GIVEN DATA =
◇ ◇ ◇ ◇

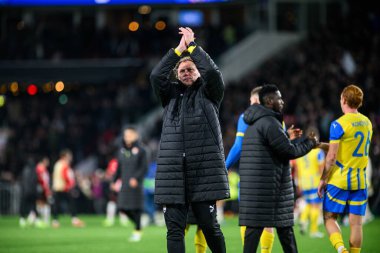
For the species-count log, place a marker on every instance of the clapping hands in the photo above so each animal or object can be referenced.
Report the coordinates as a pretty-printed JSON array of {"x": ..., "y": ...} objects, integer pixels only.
[{"x": 186, "y": 39}]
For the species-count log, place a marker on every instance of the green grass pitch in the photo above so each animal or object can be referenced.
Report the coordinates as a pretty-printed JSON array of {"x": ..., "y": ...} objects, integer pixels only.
[{"x": 94, "y": 238}]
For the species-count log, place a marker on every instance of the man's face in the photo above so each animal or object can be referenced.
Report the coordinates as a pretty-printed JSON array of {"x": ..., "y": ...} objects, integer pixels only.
[
  {"x": 187, "y": 73},
  {"x": 342, "y": 102},
  {"x": 254, "y": 99},
  {"x": 278, "y": 103},
  {"x": 130, "y": 136}
]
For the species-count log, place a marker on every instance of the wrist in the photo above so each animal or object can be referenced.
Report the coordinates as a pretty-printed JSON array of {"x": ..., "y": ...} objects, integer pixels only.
[
  {"x": 179, "y": 50},
  {"x": 192, "y": 45}
]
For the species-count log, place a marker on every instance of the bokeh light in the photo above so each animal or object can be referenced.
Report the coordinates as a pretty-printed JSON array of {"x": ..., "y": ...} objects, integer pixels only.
[
  {"x": 160, "y": 25},
  {"x": 144, "y": 9},
  {"x": 32, "y": 89},
  {"x": 133, "y": 26},
  {"x": 63, "y": 99},
  {"x": 59, "y": 86},
  {"x": 2, "y": 100}
]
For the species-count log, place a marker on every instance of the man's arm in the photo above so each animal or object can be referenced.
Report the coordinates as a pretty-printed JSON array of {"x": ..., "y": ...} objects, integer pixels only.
[
  {"x": 282, "y": 145},
  {"x": 214, "y": 85},
  {"x": 160, "y": 76},
  {"x": 330, "y": 161}
]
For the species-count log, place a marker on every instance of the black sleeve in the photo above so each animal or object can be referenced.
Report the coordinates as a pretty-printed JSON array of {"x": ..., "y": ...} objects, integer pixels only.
[
  {"x": 160, "y": 77},
  {"x": 214, "y": 84},
  {"x": 118, "y": 170},
  {"x": 141, "y": 166},
  {"x": 281, "y": 144}
]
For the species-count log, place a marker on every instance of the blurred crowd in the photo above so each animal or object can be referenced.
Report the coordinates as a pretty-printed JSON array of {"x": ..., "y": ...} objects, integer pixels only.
[{"x": 310, "y": 75}]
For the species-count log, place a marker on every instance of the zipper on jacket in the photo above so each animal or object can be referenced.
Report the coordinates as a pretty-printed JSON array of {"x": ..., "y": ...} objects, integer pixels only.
[{"x": 183, "y": 145}]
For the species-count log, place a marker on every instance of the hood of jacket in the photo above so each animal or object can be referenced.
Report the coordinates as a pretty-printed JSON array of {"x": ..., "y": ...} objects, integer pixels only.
[{"x": 257, "y": 111}]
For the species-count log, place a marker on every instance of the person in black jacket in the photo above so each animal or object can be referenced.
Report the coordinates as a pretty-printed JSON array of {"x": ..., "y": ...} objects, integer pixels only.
[
  {"x": 132, "y": 167},
  {"x": 190, "y": 162},
  {"x": 266, "y": 190},
  {"x": 29, "y": 183}
]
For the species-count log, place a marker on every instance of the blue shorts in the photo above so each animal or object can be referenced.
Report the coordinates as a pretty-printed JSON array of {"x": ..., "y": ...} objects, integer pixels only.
[
  {"x": 311, "y": 196},
  {"x": 337, "y": 200}
]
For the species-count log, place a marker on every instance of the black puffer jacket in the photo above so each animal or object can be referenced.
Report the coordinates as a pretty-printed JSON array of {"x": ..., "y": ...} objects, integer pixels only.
[
  {"x": 190, "y": 162},
  {"x": 132, "y": 163},
  {"x": 266, "y": 191}
]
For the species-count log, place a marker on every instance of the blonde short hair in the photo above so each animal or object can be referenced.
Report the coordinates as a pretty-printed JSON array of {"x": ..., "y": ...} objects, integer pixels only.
[{"x": 353, "y": 95}]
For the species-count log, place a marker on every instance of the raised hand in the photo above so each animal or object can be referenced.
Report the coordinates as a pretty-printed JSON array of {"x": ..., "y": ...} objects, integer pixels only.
[
  {"x": 314, "y": 138},
  {"x": 182, "y": 45},
  {"x": 294, "y": 133},
  {"x": 188, "y": 34}
]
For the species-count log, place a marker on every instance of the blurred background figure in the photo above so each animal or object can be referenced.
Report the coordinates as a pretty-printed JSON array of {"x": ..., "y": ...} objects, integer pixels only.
[
  {"x": 29, "y": 183},
  {"x": 45, "y": 196},
  {"x": 132, "y": 167},
  {"x": 308, "y": 171},
  {"x": 111, "y": 189},
  {"x": 63, "y": 185}
]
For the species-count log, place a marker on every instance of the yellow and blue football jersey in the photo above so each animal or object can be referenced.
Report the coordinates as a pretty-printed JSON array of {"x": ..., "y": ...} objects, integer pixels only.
[
  {"x": 308, "y": 169},
  {"x": 353, "y": 132}
]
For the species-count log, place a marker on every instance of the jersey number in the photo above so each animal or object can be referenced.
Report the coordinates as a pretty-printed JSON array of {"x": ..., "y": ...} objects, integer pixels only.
[{"x": 361, "y": 137}]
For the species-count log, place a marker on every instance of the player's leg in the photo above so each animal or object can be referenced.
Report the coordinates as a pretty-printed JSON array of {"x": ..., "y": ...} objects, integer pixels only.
[
  {"x": 200, "y": 241},
  {"x": 242, "y": 233},
  {"x": 287, "y": 239},
  {"x": 356, "y": 235},
  {"x": 334, "y": 202},
  {"x": 252, "y": 239},
  {"x": 175, "y": 219},
  {"x": 304, "y": 218},
  {"x": 135, "y": 216},
  {"x": 357, "y": 205},
  {"x": 205, "y": 213},
  {"x": 266, "y": 240},
  {"x": 315, "y": 212}
]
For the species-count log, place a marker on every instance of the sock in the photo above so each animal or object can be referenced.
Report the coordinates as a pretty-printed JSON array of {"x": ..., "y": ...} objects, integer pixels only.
[
  {"x": 337, "y": 241},
  {"x": 314, "y": 215},
  {"x": 111, "y": 210},
  {"x": 46, "y": 214},
  {"x": 123, "y": 218},
  {"x": 242, "y": 233},
  {"x": 305, "y": 214},
  {"x": 200, "y": 242},
  {"x": 187, "y": 229},
  {"x": 266, "y": 241}
]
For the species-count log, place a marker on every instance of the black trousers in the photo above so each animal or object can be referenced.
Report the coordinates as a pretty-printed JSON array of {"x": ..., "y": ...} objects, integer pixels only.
[
  {"x": 205, "y": 213},
  {"x": 285, "y": 234},
  {"x": 63, "y": 200},
  {"x": 135, "y": 216}
]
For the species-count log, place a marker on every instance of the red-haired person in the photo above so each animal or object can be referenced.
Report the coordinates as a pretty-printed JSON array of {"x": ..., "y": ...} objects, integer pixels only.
[
  {"x": 63, "y": 184},
  {"x": 343, "y": 182}
]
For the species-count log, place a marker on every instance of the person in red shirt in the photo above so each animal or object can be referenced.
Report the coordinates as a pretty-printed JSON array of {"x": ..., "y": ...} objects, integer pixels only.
[
  {"x": 114, "y": 188},
  {"x": 63, "y": 184},
  {"x": 45, "y": 195}
]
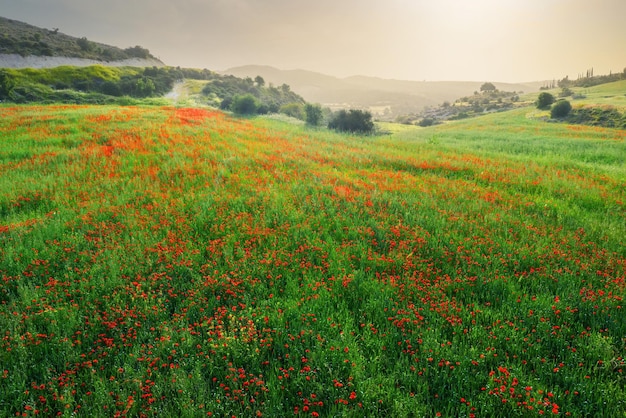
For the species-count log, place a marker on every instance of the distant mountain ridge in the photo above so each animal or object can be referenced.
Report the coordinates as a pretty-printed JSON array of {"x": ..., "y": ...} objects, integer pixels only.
[
  {"x": 23, "y": 45},
  {"x": 385, "y": 98}
]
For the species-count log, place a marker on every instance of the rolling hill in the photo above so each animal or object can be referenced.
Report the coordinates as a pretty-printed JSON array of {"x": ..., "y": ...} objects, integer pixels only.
[
  {"x": 27, "y": 46},
  {"x": 386, "y": 99}
]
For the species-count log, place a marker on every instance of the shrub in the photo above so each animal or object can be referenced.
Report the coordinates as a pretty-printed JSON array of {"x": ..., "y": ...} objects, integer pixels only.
[
  {"x": 244, "y": 105},
  {"x": 426, "y": 122},
  {"x": 354, "y": 120},
  {"x": 313, "y": 114},
  {"x": 544, "y": 100},
  {"x": 295, "y": 110},
  {"x": 560, "y": 109}
]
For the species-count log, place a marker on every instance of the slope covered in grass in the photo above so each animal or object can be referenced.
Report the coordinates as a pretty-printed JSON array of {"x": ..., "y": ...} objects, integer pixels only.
[{"x": 165, "y": 261}]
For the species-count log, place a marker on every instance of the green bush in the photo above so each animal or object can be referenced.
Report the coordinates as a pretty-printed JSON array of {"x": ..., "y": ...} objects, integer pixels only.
[
  {"x": 544, "y": 100},
  {"x": 295, "y": 110},
  {"x": 560, "y": 109},
  {"x": 313, "y": 114},
  {"x": 245, "y": 104},
  {"x": 354, "y": 120}
]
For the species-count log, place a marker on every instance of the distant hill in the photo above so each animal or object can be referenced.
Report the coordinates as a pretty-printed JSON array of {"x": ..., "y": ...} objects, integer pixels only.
[
  {"x": 23, "y": 45},
  {"x": 386, "y": 99}
]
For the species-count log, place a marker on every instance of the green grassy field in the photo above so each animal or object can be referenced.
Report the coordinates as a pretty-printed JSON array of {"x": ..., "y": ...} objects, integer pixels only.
[{"x": 161, "y": 261}]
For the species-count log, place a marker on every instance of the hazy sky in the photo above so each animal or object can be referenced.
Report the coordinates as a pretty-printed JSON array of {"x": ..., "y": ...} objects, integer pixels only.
[{"x": 477, "y": 40}]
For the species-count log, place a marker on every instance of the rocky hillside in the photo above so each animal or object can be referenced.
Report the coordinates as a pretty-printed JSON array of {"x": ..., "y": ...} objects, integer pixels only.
[{"x": 23, "y": 45}]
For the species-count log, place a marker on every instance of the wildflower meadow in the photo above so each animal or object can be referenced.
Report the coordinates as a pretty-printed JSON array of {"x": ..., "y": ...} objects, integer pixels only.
[{"x": 162, "y": 261}]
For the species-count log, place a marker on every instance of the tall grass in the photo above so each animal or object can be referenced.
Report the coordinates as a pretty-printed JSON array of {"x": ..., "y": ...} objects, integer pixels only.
[{"x": 161, "y": 261}]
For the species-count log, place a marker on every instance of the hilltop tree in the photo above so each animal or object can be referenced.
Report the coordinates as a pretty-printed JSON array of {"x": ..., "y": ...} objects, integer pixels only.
[
  {"x": 354, "y": 120},
  {"x": 313, "y": 114},
  {"x": 544, "y": 100},
  {"x": 560, "y": 109},
  {"x": 245, "y": 104},
  {"x": 488, "y": 88},
  {"x": 7, "y": 83}
]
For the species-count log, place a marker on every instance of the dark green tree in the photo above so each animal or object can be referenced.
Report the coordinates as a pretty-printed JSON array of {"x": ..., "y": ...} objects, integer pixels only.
[
  {"x": 544, "y": 100},
  {"x": 313, "y": 114},
  {"x": 295, "y": 110},
  {"x": 560, "y": 109},
  {"x": 488, "y": 88},
  {"x": 354, "y": 120},
  {"x": 85, "y": 44},
  {"x": 245, "y": 104},
  {"x": 7, "y": 83}
]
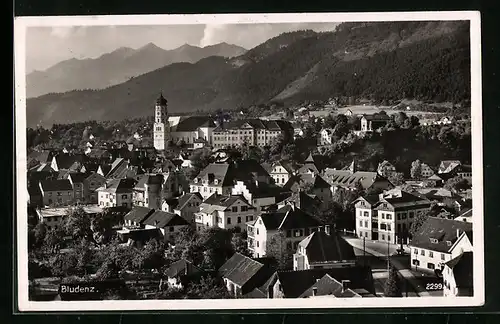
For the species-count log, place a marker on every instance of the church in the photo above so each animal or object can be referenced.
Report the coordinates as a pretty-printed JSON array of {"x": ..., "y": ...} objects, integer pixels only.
[{"x": 191, "y": 130}]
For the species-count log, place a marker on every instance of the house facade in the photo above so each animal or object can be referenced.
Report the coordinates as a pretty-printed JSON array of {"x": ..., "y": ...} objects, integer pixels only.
[
  {"x": 290, "y": 222},
  {"x": 438, "y": 241},
  {"x": 224, "y": 211}
]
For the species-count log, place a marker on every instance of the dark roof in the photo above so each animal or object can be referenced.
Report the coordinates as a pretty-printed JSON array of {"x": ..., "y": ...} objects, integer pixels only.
[
  {"x": 403, "y": 200},
  {"x": 180, "y": 268},
  {"x": 183, "y": 200},
  {"x": 161, "y": 100},
  {"x": 322, "y": 247},
  {"x": 462, "y": 267},
  {"x": 192, "y": 123},
  {"x": 56, "y": 185},
  {"x": 78, "y": 177},
  {"x": 118, "y": 185},
  {"x": 245, "y": 272},
  {"x": 138, "y": 214},
  {"x": 161, "y": 219},
  {"x": 329, "y": 286},
  {"x": 441, "y": 229},
  {"x": 296, "y": 283},
  {"x": 288, "y": 217}
]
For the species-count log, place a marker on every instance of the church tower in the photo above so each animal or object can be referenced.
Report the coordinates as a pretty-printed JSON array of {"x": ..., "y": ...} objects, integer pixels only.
[{"x": 161, "y": 126}]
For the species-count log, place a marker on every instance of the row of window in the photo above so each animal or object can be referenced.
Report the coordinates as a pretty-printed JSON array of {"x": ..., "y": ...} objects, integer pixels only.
[{"x": 430, "y": 254}]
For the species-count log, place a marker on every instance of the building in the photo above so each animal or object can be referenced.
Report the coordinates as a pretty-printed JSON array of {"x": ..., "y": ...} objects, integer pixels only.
[
  {"x": 370, "y": 123},
  {"x": 259, "y": 194},
  {"x": 291, "y": 222},
  {"x": 332, "y": 282},
  {"x": 386, "y": 169},
  {"x": 169, "y": 224},
  {"x": 350, "y": 180},
  {"x": 116, "y": 192},
  {"x": 56, "y": 192},
  {"x": 253, "y": 132},
  {"x": 147, "y": 192},
  {"x": 90, "y": 185},
  {"x": 221, "y": 177},
  {"x": 188, "y": 204},
  {"x": 224, "y": 211},
  {"x": 281, "y": 172},
  {"x": 53, "y": 217},
  {"x": 241, "y": 274},
  {"x": 458, "y": 279},
  {"x": 322, "y": 250},
  {"x": 438, "y": 241},
  {"x": 325, "y": 136},
  {"x": 426, "y": 171},
  {"x": 178, "y": 273},
  {"x": 77, "y": 181},
  {"x": 161, "y": 126},
  {"x": 391, "y": 216}
]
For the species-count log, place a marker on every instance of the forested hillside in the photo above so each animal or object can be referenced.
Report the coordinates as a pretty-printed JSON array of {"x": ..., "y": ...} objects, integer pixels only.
[{"x": 380, "y": 61}]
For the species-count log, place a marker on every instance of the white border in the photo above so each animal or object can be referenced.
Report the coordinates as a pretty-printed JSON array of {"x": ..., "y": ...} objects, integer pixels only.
[{"x": 20, "y": 25}]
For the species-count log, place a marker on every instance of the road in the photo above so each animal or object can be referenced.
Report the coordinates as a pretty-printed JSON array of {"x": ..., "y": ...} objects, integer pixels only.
[{"x": 401, "y": 263}]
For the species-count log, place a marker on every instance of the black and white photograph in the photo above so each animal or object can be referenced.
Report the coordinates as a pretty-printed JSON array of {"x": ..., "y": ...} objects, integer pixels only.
[{"x": 249, "y": 161}]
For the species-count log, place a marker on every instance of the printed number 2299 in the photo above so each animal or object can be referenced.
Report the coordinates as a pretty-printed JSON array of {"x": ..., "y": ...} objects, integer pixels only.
[{"x": 434, "y": 286}]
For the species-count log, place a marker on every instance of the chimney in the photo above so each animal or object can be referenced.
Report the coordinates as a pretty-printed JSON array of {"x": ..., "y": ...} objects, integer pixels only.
[{"x": 345, "y": 285}]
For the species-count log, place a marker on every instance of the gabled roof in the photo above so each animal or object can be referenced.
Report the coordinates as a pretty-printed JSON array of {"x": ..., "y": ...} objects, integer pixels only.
[
  {"x": 118, "y": 186},
  {"x": 181, "y": 268},
  {"x": 346, "y": 179},
  {"x": 443, "y": 231},
  {"x": 56, "y": 185},
  {"x": 138, "y": 214},
  {"x": 184, "y": 199},
  {"x": 403, "y": 200},
  {"x": 321, "y": 247},
  {"x": 245, "y": 271},
  {"x": 462, "y": 267},
  {"x": 288, "y": 217},
  {"x": 161, "y": 219},
  {"x": 295, "y": 283},
  {"x": 447, "y": 166},
  {"x": 192, "y": 123}
]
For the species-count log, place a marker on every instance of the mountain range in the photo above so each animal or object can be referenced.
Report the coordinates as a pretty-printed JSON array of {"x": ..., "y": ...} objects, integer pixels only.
[
  {"x": 118, "y": 66},
  {"x": 381, "y": 60}
]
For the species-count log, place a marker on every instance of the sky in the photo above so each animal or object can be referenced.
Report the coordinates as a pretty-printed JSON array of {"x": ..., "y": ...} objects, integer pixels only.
[{"x": 46, "y": 46}]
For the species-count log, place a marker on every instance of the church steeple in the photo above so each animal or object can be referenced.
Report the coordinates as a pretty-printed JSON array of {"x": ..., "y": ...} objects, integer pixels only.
[{"x": 161, "y": 126}]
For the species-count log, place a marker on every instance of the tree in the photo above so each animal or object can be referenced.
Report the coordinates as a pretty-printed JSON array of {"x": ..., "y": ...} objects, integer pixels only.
[
  {"x": 77, "y": 223},
  {"x": 457, "y": 184},
  {"x": 416, "y": 169},
  {"x": 392, "y": 286},
  {"x": 280, "y": 250},
  {"x": 397, "y": 178}
]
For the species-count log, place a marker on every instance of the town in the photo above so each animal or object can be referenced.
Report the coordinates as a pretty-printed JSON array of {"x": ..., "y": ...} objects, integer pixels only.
[{"x": 220, "y": 206}]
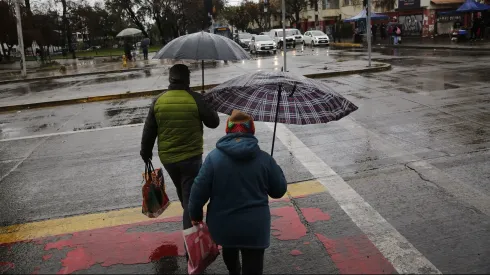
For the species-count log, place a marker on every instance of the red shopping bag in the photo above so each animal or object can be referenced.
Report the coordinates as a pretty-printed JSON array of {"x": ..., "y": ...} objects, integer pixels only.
[
  {"x": 155, "y": 199},
  {"x": 201, "y": 248}
]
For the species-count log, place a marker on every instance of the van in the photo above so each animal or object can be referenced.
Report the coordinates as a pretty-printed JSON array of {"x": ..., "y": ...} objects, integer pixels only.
[
  {"x": 277, "y": 36},
  {"x": 297, "y": 35}
]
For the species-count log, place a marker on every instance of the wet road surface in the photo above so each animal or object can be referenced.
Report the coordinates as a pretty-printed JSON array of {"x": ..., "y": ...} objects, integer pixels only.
[{"x": 407, "y": 180}]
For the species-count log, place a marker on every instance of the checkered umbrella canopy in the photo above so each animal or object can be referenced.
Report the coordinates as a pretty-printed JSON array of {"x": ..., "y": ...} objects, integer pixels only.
[{"x": 302, "y": 100}]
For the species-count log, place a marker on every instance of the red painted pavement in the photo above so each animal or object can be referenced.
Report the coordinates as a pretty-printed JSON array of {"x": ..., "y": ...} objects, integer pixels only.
[
  {"x": 314, "y": 215},
  {"x": 288, "y": 226},
  {"x": 356, "y": 255},
  {"x": 114, "y": 245}
]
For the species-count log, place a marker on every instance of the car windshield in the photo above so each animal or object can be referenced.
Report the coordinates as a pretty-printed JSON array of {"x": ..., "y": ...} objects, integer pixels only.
[
  {"x": 317, "y": 33},
  {"x": 262, "y": 38},
  {"x": 244, "y": 36},
  {"x": 288, "y": 33}
]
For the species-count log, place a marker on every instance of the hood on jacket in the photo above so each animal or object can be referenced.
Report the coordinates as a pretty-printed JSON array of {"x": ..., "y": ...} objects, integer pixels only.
[{"x": 239, "y": 146}]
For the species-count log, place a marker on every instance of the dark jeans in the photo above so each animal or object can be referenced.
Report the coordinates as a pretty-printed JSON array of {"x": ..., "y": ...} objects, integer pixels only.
[
  {"x": 183, "y": 174},
  {"x": 252, "y": 260}
]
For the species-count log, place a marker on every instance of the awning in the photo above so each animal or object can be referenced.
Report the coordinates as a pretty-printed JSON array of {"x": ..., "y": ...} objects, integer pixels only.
[{"x": 447, "y": 2}]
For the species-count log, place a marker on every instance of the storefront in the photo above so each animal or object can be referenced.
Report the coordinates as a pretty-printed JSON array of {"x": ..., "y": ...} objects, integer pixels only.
[
  {"x": 445, "y": 23},
  {"x": 411, "y": 17}
]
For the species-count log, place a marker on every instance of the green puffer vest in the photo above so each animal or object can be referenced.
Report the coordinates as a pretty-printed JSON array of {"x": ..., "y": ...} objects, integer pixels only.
[{"x": 180, "y": 127}]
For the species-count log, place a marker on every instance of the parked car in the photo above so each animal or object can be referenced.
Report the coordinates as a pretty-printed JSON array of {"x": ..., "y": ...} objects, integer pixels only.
[
  {"x": 277, "y": 36},
  {"x": 244, "y": 39},
  {"x": 315, "y": 38},
  {"x": 262, "y": 43},
  {"x": 297, "y": 35}
]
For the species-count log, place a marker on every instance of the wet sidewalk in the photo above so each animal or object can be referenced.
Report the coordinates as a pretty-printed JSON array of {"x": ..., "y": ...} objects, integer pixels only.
[
  {"x": 306, "y": 62},
  {"x": 77, "y": 67},
  {"x": 442, "y": 42},
  {"x": 306, "y": 238}
]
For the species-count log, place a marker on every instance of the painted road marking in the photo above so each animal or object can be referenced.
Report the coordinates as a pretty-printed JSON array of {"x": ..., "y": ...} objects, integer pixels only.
[
  {"x": 461, "y": 190},
  {"x": 73, "y": 132},
  {"x": 81, "y": 131},
  {"x": 398, "y": 250},
  {"x": 35, "y": 230}
]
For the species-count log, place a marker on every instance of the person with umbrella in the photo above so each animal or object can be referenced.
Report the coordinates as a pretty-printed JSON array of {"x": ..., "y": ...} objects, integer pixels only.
[
  {"x": 144, "y": 47},
  {"x": 237, "y": 177},
  {"x": 176, "y": 117},
  {"x": 128, "y": 48}
]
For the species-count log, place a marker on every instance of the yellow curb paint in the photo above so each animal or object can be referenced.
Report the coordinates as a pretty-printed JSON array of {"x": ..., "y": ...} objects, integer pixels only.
[
  {"x": 305, "y": 188},
  {"x": 41, "y": 229},
  {"x": 354, "y": 45}
]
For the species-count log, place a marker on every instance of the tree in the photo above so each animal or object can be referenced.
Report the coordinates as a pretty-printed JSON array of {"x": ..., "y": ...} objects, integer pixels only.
[
  {"x": 237, "y": 16},
  {"x": 386, "y": 5},
  {"x": 8, "y": 28},
  {"x": 134, "y": 9},
  {"x": 293, "y": 9},
  {"x": 256, "y": 13}
]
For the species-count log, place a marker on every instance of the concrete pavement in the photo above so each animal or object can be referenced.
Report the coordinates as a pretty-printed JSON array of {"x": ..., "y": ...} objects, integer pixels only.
[
  {"x": 309, "y": 61},
  {"x": 406, "y": 179}
]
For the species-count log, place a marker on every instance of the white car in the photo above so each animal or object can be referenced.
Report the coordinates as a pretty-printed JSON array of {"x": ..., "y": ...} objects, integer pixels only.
[
  {"x": 277, "y": 35},
  {"x": 262, "y": 43},
  {"x": 315, "y": 38},
  {"x": 244, "y": 39},
  {"x": 297, "y": 35}
]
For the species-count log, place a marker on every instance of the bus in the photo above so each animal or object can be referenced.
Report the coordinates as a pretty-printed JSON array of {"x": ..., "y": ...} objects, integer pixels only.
[{"x": 223, "y": 31}]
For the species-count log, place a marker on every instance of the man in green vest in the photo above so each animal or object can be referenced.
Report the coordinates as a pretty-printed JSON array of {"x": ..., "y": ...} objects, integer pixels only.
[{"x": 176, "y": 117}]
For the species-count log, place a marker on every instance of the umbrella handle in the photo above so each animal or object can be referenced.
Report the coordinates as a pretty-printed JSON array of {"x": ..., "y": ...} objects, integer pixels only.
[
  {"x": 294, "y": 90},
  {"x": 277, "y": 116}
]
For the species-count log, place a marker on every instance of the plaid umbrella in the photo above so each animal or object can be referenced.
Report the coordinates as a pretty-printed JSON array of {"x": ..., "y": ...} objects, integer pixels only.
[{"x": 306, "y": 101}]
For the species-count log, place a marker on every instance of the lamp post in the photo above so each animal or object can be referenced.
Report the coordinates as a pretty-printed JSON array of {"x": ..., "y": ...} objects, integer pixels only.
[
  {"x": 21, "y": 39},
  {"x": 368, "y": 30},
  {"x": 284, "y": 47}
]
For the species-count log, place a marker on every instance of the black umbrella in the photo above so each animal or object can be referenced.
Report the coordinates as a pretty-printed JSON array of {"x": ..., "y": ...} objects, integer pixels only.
[
  {"x": 202, "y": 46},
  {"x": 306, "y": 101}
]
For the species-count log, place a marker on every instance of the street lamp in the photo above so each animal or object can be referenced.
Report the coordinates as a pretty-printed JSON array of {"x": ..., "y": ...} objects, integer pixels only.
[
  {"x": 284, "y": 47},
  {"x": 21, "y": 39}
]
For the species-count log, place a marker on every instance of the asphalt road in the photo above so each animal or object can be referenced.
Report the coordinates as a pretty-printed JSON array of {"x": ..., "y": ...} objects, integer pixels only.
[{"x": 409, "y": 171}]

◇ ◇ ◇ ◇

Send back exactly the lines from the line with "man in green" through the end of the records.

EXERCISE SOLUTION =
For the species-count log, place a marker on every instance of the man in green vest in the photo above so each animal or object can be referenced.
Report the coordinates as a pretty-printed JSON array of {"x": ..., "y": ...} objects, integer pixels only.
[{"x": 176, "y": 117}]
For the species-count log, place a marker on every instance of the umbrella handle in the photo above so each animal or object can be referenced.
Report the coordinates as a pretty-printed JSON array of {"x": ..., "y": ...} objects, integer pixels only.
[
  {"x": 294, "y": 90},
  {"x": 277, "y": 116}
]
For the species-count log, place a marker on every instance of the plaid umbrella in the photo above so each animal or object can be referenced.
Report the coordinates as a pretty-printed JSON array of {"x": ..., "y": ...} objects, integer pixels only.
[{"x": 306, "y": 101}]
For the species-count log, place a marker on every instance of the lamp post in the photo above so each animal or object can be referenced.
Report the coordinates as a pretty-printed JSON array of {"x": ..., "y": ...} objects, integer pixels only.
[
  {"x": 21, "y": 39},
  {"x": 368, "y": 30},
  {"x": 284, "y": 47}
]
For the species-count log, place a marker on every instance of the black umbrella in the photo above so each animal or object can be referenced.
Report the coordinates as a pretty-printed JSON array of {"x": ..., "y": ...} objects, integer pixels only.
[
  {"x": 202, "y": 46},
  {"x": 306, "y": 101}
]
For the species-count log, place a marker on every instance of the street lamp in the photo above so each animal or object can be referenced.
Report the coordinates as a pretty-printed JSON array of {"x": ..., "y": ...} objects, integer pixels only.
[
  {"x": 284, "y": 47},
  {"x": 21, "y": 39}
]
For the species-count log, place a marker on every instance of the asphalt road in the photo above so each animal or object can be referenced.
Report the coordinates as a pretty-printed JSON array of {"x": ..., "y": ...} objects, integer pixels only.
[{"x": 409, "y": 171}]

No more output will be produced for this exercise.